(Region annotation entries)
---*---

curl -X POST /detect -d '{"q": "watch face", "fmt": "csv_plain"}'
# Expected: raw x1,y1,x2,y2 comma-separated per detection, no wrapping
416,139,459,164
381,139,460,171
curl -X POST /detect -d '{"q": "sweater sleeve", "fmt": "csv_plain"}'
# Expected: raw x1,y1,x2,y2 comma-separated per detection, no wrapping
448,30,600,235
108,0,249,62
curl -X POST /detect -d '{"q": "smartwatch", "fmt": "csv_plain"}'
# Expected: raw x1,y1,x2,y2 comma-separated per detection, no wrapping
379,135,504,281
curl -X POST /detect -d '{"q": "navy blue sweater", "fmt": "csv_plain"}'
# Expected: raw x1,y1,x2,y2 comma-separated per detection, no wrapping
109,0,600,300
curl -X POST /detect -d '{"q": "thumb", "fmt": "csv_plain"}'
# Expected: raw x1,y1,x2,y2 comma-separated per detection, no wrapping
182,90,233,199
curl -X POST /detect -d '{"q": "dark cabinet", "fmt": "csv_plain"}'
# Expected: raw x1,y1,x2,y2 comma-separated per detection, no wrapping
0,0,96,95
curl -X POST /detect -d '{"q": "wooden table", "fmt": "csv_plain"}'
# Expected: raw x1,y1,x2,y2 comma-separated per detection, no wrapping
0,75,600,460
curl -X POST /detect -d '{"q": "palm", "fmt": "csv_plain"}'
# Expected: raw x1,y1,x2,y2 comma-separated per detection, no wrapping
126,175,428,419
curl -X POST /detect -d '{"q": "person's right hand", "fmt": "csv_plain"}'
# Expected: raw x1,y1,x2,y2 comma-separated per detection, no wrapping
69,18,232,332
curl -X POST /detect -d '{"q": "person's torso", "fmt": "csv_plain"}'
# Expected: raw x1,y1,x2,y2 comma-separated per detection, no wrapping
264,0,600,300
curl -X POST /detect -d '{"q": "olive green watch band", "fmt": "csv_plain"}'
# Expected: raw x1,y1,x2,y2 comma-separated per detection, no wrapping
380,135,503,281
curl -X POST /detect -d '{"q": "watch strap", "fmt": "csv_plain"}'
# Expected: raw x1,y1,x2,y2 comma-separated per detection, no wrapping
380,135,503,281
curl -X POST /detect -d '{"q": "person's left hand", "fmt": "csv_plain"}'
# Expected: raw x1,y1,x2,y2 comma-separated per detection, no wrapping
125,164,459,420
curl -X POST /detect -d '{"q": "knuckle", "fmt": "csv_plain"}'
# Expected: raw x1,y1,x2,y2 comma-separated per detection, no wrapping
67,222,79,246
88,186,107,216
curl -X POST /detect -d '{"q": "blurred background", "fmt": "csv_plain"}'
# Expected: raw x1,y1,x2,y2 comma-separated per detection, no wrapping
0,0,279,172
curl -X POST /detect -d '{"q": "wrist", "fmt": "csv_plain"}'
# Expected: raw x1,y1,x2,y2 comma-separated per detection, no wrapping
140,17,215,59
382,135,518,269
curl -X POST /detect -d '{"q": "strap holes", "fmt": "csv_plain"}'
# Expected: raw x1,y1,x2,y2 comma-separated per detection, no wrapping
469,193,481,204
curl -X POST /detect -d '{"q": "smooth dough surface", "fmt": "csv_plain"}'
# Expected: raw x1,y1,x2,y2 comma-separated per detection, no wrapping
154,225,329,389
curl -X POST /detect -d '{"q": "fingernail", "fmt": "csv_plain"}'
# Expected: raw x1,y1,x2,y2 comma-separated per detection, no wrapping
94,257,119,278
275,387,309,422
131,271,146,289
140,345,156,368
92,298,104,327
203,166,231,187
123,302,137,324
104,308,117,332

---*---

Return all of the entries above verbatim, with every line unchanged and in its original order.

curl -X POST /detect -d '{"q": "watch face", "fmt": "csv_plain"}'
# Expected: raw x1,y1,x2,y2 comma-separated per detection, no wrapping
416,139,459,164
381,139,460,171
curl -X POST /detect -d '{"q": "sweater sleeve", "fmt": "csv_plain"}'
# Expected: raw x1,y1,x2,y2 comma-separated per detection, no wrapping
448,30,600,235
108,0,249,62
curl -X POST /detect -d '{"q": "smartwatch", "fmt": "csv_plain"}'
# Expected: raw x1,y1,x2,y2 comma-separated per detection, no wrapping
379,135,504,281
curl -X POST /detect -d '{"q": "navy blue sweater", "fmt": "csv_plain"}'
# Expected: raw x1,y1,x2,y2 comma-separated per detection, no wrapping
109,0,600,300
curl -X POST /detect -d '{"q": "thumb", "fmt": "csv_plain"}'
# Expected: raw x1,y1,x2,y2 comma-separated per detection, no wrapping
182,90,233,199
curl -X POST /detect -d '{"q": "dark cabinet", "fmt": "csv_plain"}'
# Expected: raw x1,y1,x2,y2 comma-separated per detection, no wrapping
0,0,96,95
curl -X POST /detect -d '{"q": "wooden table", "fmt": "csv_plain"}'
# Expected: raw x1,y1,x2,y2 comma-separated per detection, no wrapping
0,75,600,460
curl -X POST /detect -d '{"q": "palm", "fmt": "csv_plain"}'
# Expected: raw x1,y1,x2,y2 comma-separated per detection, no wrapping
126,175,428,419
curl -X POST /detect -d '{"q": "person's right hand", "fmt": "csv_plain"}'
# Expected: raw x1,y1,x2,y2 comma-separated per detection, no wrapping
69,18,232,332
curl -X POST /detect -d '{"q": "person's torso", "fmt": "csv_plain"}'
# Expected: raw x1,y1,x2,y2 comma-separated per detection, no wrapping
264,0,600,300
curl -X POST /detect -d '{"q": "olive green watch band", "fmt": "csv_plain"}'
# Expected: raw x1,y1,x2,y2 comma-separated per detection, no wrapping
380,135,503,281
curl -X POST /detect -d '{"q": "watch strap", "fmt": "csv_plain"}'
# Expected: raw x1,y1,x2,y2 comma-separated per detection, no wrapping
380,135,503,281
curl -X POST /detect -d '{"q": "person's left hand", "fmt": "csv_plain"}'
# Expected: raw x1,y1,x2,y2 comma-separated per detection, no wrapping
125,164,459,420
curl -X POST /detect -d '{"q": "knuckle", "fmt": "csv_plain"}'
# Expected: raw x1,y1,x2,y2 comma-separated per detection, no wrapping
67,222,79,246
88,186,107,216
curl -X POST /detect -d '{"q": "blurred background", "fmt": "csv_plain"}'
# Expected: raw x1,y1,x2,y2 comma-separated per detection, no wrapping
0,0,279,172
curl -X POST /detect -d '{"q": "wrist", "fmt": "csv_plain"}'
# Expected: raw x1,y1,x2,y2 comma-separated per detection, no wrapping
140,17,215,59
382,135,518,269
curl -X POST /detect -d '{"q": "strap holes", "fmt": "csv_plain"}'
# Expected: raw x1,y1,x2,y2 comma-separated per detection, no wrapping
469,193,481,204
curl -X POST /detect -d '{"q": "smooth dough surface", "fmt": "csv_plain"}'
# Expected: raw x1,y1,x2,y2 comma-separated per detection, no wrapping
154,225,329,389
curl -X POST /detect -d '{"q": "fingernail", "fmt": "csv_plain"}'
# Expected: raw x1,y1,x2,y2 comma-separated per detection, no wrapping
94,257,119,278
275,387,309,422
131,271,146,289
140,345,156,368
92,298,104,327
203,166,231,187
123,302,137,324
104,308,117,332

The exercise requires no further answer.